**ОТРЫВОК ТЕКСТА**

+ + + +

Мне не составило большого труда установить фамилию этого солдата по спискам прибывших в тот день из госпиталя. После короткой беседы со мной он во всем сознался, рассказал как все было и показал места, где спрятал краденое. Оказывается, проехав ворота в гарнизон, он выбросил из кузова несколько сумок с заранее отобранными вещами, а затем выпрыгнул сам. Почти все вещи были найдены.

В марте 1953 года была сформирована группа из семи экипажей для перегона новых самолетов Ил-28 с аэродрома Жуковский на аэродромы в ГДР, Польшу и Венгрию, где были наши авиационные полки. Меня назначили замполитом этой группы и ответственным за оформление документов на получение и перегонку самолетов и пропусков. Когда мы прибыли в Жуковский, то я сразу телеграммой вызвал Галю. Мы сняли комнатку и почти все время там жили. Галя вернулась в Чкалов в апреле.

Мы получили самолеты и ждали погоды. Но в начале мая были такие сильные грозы, что нас не могли выпустить. После нескольких дней ожидания меня вместе со всеми документами вызвали в главный штаб ВВС. Там мне предложили сдать все документы и пропуска. Я удивился: «Почему?» Тогда меня пригласили в кабинет заместителя начальника главного штаба генерала Брайко. Он мне сообщил:

- Ваша дивизия из Германии перебазируется в Лиманское, под Одессу. Гнать самолеты в Германию сейчас не имеет смысла. Вам необходимо сдать самолеты здесь, а самим убыть в часть и готовиться к перебазированию.

+ + + +

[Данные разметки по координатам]
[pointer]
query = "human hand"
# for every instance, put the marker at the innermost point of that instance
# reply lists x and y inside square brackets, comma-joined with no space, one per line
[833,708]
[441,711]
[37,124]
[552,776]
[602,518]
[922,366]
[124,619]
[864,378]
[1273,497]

+ + + +

**СПИСОК ЗАДАНИЙ**
1. Куда, по словам генерала Брайко в отрывке о перегоне самолетов Ил-28, перебазируется дивизия из Германии?
2. Напишите продолжение отрывка о перегоне самолетов Ил-28, начиная со следующей фразы после последней приведенной.

**ОТВЕТЫ НИЖЕ**
1. В Лиманское, под Одессу.

2.
Я не мог этому поверить, но генерал показал мне директиву Генштаба о перебазировании. Я еще спросил:

- А могу ли я об этом сказать нашей группе перегонщиков?     Генерал ответил:

- Конечно. Все доложите командиру группы, и завтра же отправляйтесь в полк.

  Я так обрадовался этой вести! Ведь теперь мы будем жить вместе, теперь закончатся наши с Галей страдания в разлуке, теперь мы никогда не будем расставаться, и у нас будут еще дети! Всю дорогу до Жуковского моя душа была в такой эйфории, что и описать нет слов! Такой радости я больше никогда в жизни не переживал.

  И вот я стою перед командиром нашей группы. Он сидит в торце длинного стола, за которым сидят семь пилотов, семь штурманов, семь воздушных стрелков-радистов и семь техников. Все уже навеселе и оживленно беседуют друг с другом. Сегодня суббота, а в понедельник нам разрешен вылет в полк. Всем уже надоело сидеть без дела.

    Когда я начал доклад командиру группы, все стихли. Командир сказал: «Повтори громче!» Я повторил громче все то, что мне сказал генерал Брайко. Тогда другие офицеры потребовали, чтобы я повторил еще и в третий раз. Я четко и громко повторил. Когда до всех дошел смысл сказанного, раздался мощный крик «Ура!» Все наполнили стаканы, выпили и пошел говор, прерываемый криками радости и ликования. Эта эйфория продолжалась до глубокой ночи. Да, нашей радости не было предела! Люди настрадались, живя без семей вдали от Родины.

   В Бресте мы встретили группу офицеров из штаба нашей дивизии. Они тоже очень обрадовались новости и по прибытии сообщили о ней командованию дивизии. На другой день после нашего возвращения в полк меня вызвал к себе командир полка и объявил, что командиром дивизии на меня наложено взыскание пять суток ареста за распространение ложных сведений. Я ему рассказал все как было, но он только руками развел.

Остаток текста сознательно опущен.